→ SELECTED EXTRACT
=====

They have to get around the U.S. Border Patrol checkpoint in Brook's County. It's along a major human smuggling route. Along the journey, they move from stash house to stash house in the Rio Grande Valley until the cartel gives the all-clear. 

"They're loaded up into pickups, vans, whatever, brought to the south side of the county and dumped down into the brush, and then they are expected to walk up three days through the brush, sometimes four," said White.   

The miles-long trek to meet the next smuggler waiting to usher them deeper into the U.S. is punishing. Sandy loam, which is similar to what you would find on a beach, is heavy to walk on and migrants become exhausted. Scorching summers, freezing winter nights, and brutal winds all take their toll too.   

Bodies and skeletal remains often revealing signs of painful, even violent deaths.   

"The cartel has also been known to kill people who didn't pay up," said White. 

With the human flood crashing the southern border this year, drug cartels are raking in billions from migrants desperate to get here. Some migrants have bad intent. 

"With all the people coming across that gives the cartel more opportunity to transfer people like MS-13, 18th Street, and pedophiles," said White.

=====

→ SUPPLIED DATA
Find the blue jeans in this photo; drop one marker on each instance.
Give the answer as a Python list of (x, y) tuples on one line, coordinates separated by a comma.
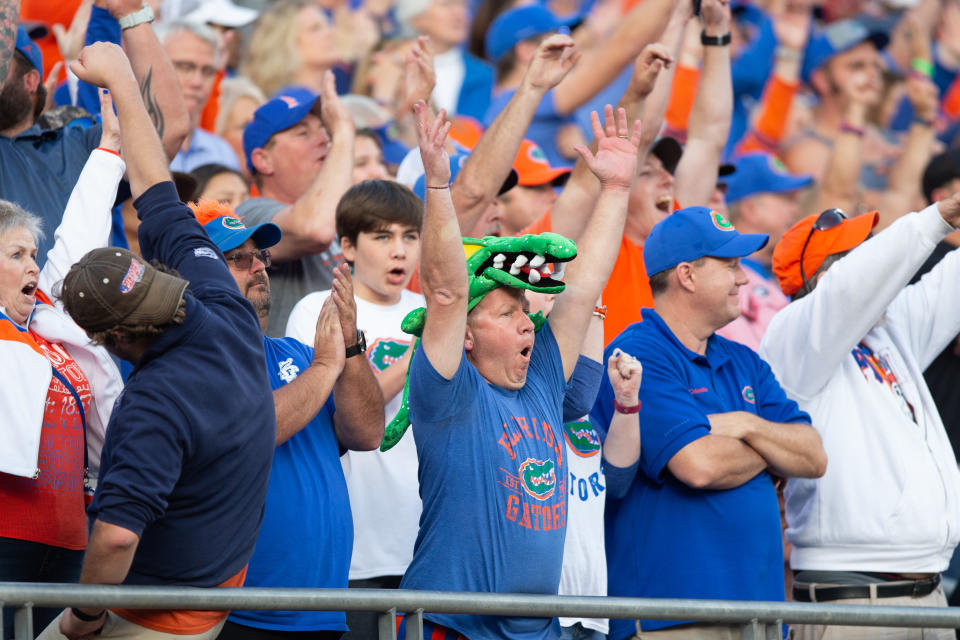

=====

→ WRITTEN TASKS
(1) Please quote the passage on border smuggling, everything from "They have to" down to "even violent deaths.".
(2) Answer these questions from the passage on border smuggling:
(a) In which county is the U.S. Border Patrol checkpoint that migrants must get around?
(b) How many days are migrants expected to walk through the brush?
(c) What type of soil is described as similar to what you would find on a beach?

→ OUTPUTS
(1)
They have to get around the U.S. Border Patrol checkpoint in Brook's County. It's along a major human smuggling route. Along the journey, they move from stash house to stash house in the Rio Grande Valley until the cartel gives the all-clear. 

"They're loaded up into pickups, vans, whatever, brought to the south side of the county and dumped down into the brush, and then they are expected to walk up three days through the brush, sometimes four," said White.   

The miles-long trek to meet the next smuggler waiting to usher them deeper into the U.S. is punishing. Sandy loam, which is similar to what you would find on a beach, is heavy to walk on and migrants become exhausted. Scorching summers, freezing winter nights, and brutal winds all take their toll too.   

Bodies and skeletal remains often revealing signs of painful, even violent deaths.

(2)
(a) Brook's County
(b) Three days, sometimes four
(c) Sandy loam